§ **WHAT YOU SHOULD DO**
Please reproduce the data from its start up to and including the line containing "102, 349, 123]]", shifting every bounding-box coordinate by -121 and keeping all other text unchanged.

## Start RECORDS SHOWN

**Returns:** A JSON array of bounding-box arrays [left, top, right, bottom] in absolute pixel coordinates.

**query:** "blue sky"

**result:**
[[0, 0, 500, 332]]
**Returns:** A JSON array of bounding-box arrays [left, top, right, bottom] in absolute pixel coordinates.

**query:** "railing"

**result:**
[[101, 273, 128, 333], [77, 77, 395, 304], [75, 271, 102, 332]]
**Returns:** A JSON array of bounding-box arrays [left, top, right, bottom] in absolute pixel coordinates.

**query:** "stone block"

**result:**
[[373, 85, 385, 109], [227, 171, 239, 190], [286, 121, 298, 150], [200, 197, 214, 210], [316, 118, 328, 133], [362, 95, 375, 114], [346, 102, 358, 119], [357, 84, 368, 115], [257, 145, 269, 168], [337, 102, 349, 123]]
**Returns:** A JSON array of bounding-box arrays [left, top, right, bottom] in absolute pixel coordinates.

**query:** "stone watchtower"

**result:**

## End RECORDS SHOWN

§ **WRITTEN RESPONSE**
**Returns:** A JSON array of bounding-box arrays [left, top, right, bottom] in absolute pixel coordinates.

**query:** "blue sky"

**result:**
[[-121, -121, 379, 211]]
**Returns:** A JSON array of bounding-box arrays [left, top, right, bottom] in absolute pixel coordinates.

**query:** "railing"

**result:**
[[-20, 152, 7, 212], [-44, -44, 274, 183], [-46, 150, -19, 211]]
**Returns:** A JSON array of bounding-box arrays [left, top, right, bottom] in absolute pixel coordinates.

**query:** "stone block"

**result:**
[[252, -36, 264, -12], [106, 50, 118, 69], [165, 0, 177, 29], [79, 76, 93, 89], [195, -3, 207, 12], [241, -26, 254, -7], [225, -19, 237, -2], [236, -37, 247, -6], [136, 24, 148, 47], [216, -19, 228, 2]]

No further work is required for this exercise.